__SOURCE PASSAGE__:
------------------------

3. Align provider payment without full risk

Oncology has historically relied on a misaligned financial model. In the future, value-based oncology strategies will shift payment structures toward more rational reimbursement that accounts for the actual cost of care.

“We need to change the financial alignment with providers, and we need to pay for the care that they deliver,” Hertler says. “I’m not advocating that they be paid less. I’m advocating that they be paid differently.”

For most practices, the majority of the provider’s profits traditionally have come from the markup on chemotherapy drugs, he says. And that extra 20% or more in markup drove the organization’s finances, compensating for other unreimbursed services.

Some of the unreimbursed services include case management provided by nurse practitioners or physician assistants who can’t bill directly. Cancer patients often need nutritional counseling-another activity that isn’t reimbursed under fee-for-service. And many practices in the past have defaulted to in-person office visits-again, because they’re billable-in cases where a phone consultation might suffice.

“Everyone’s trying to do what’s right for the patient,” Hertler says. “But you’re also painfully aware that you are running a business, and you need to keep it solvent.”

He suggests payment models based on case rates with shared savings and incentives tied to quality and outcomes-but not total risk allocated to providers. The payer and provider must work in partnership to craft a fair model. While providers have been reluctant to adopt value-based pay in the past, it’s time to make the change, he says.

“Physicians are not insurance companies, and they have a small volume of patients,” he says. “The trick is to offer incentives for good outcomes, pay for the services provided, but not expect them to take on total risk. No one would start an insurance company with 1,000 cancer patients. That’s obviously not a great business model.”

4. Leverage data

“Value-based care requires that everyone has command of the data,” Page says.

His practice uses an artificial intelligence tool that stratifies patients to determine who might be at the highest risk for pain, hospitalization, readmission, physical decline, or death within 30 days. Weekly reports prompt case-manager outreach to help mitigate risks and refer patients to services, such as pain management or palliative care. He says preliminary results seem positive, but the program is a work in progress.

------------------------

__WHAT YOU NEED TO DO__:
[1] Pull from the passage on value-based cancer care the words beginning at "Oncology has historically" and ending after "other unreimbursed services.", copied with no changes.
[2] In the passage on value-based cancer care, how large a markup on chemotherapy drugs is said to have driven a practice's finances?
[3] Continue the passage on value-based cancer care from its last sentence.

__SOURCE MATERIAL__:
------------------------

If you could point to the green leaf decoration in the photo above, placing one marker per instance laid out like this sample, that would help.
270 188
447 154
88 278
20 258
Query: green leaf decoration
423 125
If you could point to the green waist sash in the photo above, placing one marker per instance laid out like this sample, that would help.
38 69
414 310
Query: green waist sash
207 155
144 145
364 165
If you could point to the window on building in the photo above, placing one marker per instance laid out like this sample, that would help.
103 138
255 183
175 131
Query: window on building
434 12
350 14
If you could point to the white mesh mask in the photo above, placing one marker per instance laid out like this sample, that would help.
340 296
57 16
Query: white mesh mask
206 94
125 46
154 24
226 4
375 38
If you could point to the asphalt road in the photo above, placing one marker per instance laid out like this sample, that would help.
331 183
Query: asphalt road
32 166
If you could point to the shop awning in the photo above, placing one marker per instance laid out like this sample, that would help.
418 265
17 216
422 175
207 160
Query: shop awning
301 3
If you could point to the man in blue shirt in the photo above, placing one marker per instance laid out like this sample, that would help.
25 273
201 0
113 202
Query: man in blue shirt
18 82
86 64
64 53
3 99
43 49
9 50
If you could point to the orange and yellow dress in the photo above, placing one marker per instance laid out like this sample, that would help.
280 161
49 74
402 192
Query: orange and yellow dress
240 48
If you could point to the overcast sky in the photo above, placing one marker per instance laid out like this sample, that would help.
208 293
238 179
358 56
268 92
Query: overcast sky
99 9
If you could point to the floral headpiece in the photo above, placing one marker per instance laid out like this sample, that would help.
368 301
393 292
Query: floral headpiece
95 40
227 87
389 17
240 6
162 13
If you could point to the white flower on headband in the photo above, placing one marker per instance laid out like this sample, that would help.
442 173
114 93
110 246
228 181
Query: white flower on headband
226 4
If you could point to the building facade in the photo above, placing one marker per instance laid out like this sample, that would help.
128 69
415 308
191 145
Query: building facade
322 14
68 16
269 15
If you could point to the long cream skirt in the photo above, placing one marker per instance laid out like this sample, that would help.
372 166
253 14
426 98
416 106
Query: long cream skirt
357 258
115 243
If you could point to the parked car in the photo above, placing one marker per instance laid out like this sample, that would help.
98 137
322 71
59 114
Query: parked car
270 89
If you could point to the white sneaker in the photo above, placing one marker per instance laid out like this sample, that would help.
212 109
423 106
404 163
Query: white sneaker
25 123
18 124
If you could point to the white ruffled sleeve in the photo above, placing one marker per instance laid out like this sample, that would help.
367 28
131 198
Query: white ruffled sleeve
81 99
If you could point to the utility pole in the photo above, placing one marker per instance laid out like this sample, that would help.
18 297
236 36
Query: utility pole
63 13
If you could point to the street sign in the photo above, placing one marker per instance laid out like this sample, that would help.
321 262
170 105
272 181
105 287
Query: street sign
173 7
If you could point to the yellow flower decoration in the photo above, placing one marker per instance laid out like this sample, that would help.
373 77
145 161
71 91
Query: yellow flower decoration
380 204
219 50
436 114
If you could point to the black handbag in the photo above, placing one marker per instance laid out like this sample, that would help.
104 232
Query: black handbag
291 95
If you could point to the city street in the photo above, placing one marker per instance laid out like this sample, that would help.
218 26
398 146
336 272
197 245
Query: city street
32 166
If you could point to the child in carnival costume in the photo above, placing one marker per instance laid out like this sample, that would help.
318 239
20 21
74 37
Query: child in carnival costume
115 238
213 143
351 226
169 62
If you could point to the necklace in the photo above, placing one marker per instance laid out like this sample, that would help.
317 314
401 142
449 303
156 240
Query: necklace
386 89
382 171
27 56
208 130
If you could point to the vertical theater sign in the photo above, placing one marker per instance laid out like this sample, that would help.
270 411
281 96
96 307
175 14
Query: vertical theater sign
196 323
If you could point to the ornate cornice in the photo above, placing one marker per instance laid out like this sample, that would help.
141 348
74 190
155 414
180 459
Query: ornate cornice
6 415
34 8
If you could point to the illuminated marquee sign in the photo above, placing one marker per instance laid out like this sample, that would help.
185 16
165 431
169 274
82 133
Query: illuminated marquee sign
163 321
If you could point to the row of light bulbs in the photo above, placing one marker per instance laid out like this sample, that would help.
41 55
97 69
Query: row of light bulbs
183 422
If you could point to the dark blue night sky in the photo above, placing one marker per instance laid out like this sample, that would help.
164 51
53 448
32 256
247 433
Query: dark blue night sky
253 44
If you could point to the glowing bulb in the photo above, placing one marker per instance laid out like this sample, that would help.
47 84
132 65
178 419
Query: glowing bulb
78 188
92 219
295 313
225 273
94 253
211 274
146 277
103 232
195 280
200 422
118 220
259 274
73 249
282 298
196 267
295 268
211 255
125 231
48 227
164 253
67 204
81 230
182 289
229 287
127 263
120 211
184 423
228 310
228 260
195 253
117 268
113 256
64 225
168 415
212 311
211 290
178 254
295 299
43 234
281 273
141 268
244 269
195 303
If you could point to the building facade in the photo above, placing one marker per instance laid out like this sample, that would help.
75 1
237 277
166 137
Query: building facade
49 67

------------------------

__EXERCISE ANSWERS__:
[1]
Oncology has historically relied on a misaligned financial model. In the future, value-based oncology strategies will shift payment structures toward more rational reimbursement that accounts for the actual cost of care.

“We need to change the financial alignment with providers, and we need to pay for the care that they deliver,” Hertler says. “I’m not advocating that they be paid less. I’m advocating that they be paid differently.”

For most practices, the majority of the provider’s profits traditionally have come from the markup on chemotherapy drugs, he says. And that extra 20% or more in markup drove the organization’s finances, compensating for other unreimbursed services.

[2] An extra 20% or more.

[3]
Henschel agrees that providers are going beyond traditional medical records to integrate more advanced technology stacks that provide predictive analytics as well as other holistic data points, such as social determinants of health. Being responsible for outcomes means treating more than just the cancer diagnosis.

“If a patient lives in an underserved area, they might need more outreach and more help with navigation,” she says. “If a patient has more chronic conditions, they probably need more touchpoints as well.”

The oncologist-or clinical staff-might create pain management care plans, for example, or screen for comorbid depression, Henschel says. Otherwise, the non-cancer conditions can lead to ER visits and hospitalizations.

“It’s been on everyone’s radar, and with the greater uptake of financial risk built into value-based programs, we’ll see greater movement to adopt these technologies,” Henschel says.

Decision support tools also help providers sift through the growing list of diagnostic inputs and map them against today’s many treatment options. With such a high volume of data points, providers are relying more on machine learning than ever before.

“When I was a young oncologist three decades ago, I pretty much walked around with most of the treatment options in my head,” Hertler says, but now there is far too much information for any provider to maintain from memory alone. He says machine learning is becoming more important because it’s able to work out algorithms quickly in the background, suggesting optimal care plans.

Julie Miller is a freelance writer based in Cleveland.